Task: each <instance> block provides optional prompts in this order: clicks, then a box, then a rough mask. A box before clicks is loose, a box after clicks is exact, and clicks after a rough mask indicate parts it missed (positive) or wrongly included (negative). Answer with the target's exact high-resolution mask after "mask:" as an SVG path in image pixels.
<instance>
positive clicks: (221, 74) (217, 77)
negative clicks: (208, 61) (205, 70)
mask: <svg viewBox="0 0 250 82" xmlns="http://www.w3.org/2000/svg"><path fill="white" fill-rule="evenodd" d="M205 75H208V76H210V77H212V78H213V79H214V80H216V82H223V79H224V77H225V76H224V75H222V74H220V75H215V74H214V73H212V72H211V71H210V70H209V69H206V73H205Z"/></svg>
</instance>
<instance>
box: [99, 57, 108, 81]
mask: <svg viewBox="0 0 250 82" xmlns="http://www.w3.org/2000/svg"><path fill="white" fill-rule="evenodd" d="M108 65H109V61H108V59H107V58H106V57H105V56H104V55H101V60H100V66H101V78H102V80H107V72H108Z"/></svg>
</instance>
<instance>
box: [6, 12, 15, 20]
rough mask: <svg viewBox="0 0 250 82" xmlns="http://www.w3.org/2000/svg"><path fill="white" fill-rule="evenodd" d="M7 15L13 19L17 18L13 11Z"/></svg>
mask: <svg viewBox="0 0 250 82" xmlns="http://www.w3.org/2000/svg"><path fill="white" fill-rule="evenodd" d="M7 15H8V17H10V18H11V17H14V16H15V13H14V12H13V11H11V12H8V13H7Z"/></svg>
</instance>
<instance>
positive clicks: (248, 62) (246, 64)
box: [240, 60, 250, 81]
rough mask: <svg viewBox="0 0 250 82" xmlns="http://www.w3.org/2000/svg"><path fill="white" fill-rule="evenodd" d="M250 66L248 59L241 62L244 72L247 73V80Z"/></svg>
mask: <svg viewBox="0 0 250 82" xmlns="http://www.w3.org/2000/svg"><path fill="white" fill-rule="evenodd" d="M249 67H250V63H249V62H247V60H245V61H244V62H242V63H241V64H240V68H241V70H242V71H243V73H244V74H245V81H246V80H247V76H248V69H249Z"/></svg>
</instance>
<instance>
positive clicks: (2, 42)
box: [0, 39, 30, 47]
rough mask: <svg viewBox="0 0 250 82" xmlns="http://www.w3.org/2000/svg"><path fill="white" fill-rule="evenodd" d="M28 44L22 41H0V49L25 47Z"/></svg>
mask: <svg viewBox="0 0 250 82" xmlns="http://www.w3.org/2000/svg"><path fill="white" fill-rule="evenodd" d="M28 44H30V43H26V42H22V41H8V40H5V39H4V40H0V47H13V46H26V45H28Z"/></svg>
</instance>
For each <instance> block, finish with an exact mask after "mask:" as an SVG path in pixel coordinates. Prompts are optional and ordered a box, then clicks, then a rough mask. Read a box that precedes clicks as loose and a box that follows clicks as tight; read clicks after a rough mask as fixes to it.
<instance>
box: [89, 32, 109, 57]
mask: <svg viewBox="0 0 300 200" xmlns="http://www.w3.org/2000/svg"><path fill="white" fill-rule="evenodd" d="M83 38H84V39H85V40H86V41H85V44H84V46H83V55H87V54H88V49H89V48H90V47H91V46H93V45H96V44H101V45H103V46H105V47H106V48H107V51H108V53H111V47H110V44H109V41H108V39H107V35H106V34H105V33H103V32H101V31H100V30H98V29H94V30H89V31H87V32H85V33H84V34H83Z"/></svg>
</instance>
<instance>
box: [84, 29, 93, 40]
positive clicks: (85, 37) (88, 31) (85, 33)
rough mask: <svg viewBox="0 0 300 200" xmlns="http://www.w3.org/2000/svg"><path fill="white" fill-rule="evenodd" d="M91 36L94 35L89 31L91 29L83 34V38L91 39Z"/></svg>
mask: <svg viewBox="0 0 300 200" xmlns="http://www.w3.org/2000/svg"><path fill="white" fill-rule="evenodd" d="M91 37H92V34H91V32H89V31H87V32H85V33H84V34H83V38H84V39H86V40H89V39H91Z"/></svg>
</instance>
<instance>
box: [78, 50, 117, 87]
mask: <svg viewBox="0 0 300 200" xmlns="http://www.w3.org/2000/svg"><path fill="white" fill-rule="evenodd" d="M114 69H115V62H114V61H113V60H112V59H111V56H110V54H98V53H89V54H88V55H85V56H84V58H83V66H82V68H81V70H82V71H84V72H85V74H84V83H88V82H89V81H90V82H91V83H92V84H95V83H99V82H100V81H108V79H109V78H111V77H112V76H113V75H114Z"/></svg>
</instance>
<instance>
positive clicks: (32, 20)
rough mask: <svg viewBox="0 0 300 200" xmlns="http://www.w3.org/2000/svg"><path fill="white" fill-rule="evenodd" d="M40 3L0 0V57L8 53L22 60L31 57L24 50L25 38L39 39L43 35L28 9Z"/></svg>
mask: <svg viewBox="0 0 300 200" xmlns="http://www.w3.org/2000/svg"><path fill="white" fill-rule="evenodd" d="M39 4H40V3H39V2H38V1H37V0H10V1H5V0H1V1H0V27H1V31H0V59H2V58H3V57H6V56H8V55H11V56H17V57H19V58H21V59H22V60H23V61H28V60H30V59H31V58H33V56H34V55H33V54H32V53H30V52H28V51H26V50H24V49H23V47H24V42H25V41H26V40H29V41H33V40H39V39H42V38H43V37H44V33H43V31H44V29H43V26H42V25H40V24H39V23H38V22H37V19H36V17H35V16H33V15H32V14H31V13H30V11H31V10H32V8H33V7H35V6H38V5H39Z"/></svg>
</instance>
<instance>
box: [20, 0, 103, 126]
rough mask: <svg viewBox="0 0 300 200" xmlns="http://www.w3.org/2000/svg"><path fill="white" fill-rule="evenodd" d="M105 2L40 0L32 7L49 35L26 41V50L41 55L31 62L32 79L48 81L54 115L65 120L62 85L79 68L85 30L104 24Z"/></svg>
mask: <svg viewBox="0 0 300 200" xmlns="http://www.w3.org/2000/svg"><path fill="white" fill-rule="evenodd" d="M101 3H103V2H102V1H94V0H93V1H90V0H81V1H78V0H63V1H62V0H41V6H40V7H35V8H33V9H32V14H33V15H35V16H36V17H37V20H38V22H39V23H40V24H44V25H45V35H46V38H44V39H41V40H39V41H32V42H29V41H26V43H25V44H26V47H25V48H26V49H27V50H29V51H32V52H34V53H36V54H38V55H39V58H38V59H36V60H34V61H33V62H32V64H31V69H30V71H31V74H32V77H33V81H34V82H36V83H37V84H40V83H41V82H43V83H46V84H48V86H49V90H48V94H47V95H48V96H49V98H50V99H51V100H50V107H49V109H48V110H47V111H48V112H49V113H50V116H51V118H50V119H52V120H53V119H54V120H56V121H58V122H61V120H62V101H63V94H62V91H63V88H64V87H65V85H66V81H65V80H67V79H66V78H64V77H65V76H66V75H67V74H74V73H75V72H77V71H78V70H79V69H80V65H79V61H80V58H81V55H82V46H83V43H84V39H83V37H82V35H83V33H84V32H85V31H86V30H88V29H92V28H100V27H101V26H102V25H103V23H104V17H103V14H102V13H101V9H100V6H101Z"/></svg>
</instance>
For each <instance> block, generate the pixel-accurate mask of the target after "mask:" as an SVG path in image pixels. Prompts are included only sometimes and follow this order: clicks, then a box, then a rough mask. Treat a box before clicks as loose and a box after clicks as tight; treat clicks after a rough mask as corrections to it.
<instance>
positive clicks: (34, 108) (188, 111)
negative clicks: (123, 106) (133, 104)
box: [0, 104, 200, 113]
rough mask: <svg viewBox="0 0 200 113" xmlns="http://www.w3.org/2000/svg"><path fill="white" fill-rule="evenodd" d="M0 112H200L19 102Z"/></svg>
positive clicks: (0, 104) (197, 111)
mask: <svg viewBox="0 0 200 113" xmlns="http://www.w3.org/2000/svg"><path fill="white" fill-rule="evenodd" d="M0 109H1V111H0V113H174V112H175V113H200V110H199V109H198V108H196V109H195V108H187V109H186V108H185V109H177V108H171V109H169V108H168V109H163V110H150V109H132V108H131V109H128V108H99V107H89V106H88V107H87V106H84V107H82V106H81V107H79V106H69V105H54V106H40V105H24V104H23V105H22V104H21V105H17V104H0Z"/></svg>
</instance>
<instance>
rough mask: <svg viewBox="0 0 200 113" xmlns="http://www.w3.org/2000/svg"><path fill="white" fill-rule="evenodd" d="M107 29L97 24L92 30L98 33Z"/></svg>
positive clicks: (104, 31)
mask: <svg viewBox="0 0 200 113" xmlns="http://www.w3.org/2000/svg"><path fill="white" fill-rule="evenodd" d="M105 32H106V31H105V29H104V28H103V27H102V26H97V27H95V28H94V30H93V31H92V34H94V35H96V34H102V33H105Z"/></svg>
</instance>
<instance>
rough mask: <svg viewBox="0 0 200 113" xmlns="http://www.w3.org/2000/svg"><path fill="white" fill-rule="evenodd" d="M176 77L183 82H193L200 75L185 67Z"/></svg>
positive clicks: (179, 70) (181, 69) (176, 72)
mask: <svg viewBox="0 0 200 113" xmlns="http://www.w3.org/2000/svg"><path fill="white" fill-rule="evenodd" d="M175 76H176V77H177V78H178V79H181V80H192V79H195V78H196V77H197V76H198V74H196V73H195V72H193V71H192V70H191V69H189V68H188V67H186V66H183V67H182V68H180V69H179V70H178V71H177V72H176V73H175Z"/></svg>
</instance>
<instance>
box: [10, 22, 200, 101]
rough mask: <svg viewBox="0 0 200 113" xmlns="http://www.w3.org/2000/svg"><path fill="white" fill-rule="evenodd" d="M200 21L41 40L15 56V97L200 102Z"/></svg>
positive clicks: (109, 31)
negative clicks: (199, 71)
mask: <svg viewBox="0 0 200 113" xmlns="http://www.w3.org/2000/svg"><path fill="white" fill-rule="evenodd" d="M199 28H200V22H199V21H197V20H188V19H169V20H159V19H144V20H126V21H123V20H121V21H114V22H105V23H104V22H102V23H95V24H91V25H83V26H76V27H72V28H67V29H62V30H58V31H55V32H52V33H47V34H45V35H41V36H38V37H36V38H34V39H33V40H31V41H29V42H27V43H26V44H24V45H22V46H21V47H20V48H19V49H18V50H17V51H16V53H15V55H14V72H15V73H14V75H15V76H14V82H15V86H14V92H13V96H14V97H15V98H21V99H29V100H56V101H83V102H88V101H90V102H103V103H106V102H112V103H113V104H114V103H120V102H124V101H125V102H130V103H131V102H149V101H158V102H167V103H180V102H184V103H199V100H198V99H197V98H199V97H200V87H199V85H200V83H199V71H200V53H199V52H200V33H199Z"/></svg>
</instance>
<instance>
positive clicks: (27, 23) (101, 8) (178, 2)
━━━━━━━━━━━━━━━━
== EXERCISE BRIEF ==
From the first line of the listing above through the line that contains "positive clicks: (221, 74) (217, 77)", set down each line without alteration, and nothing else.

== SOLVED PROBLEM ==
Task: each <instance> block provides optional prompts in this order: clicks, then a box, then a rough mask. A box before clicks is loose, a box after clicks is exact, and clicks after a rough mask indicate parts it missed (positive) or wrongly included (negative). Answer with the target's exact high-resolution mask after "mask:" as an SVG path in image pixels.
<instance>
positive clicks: (221, 74) (217, 77)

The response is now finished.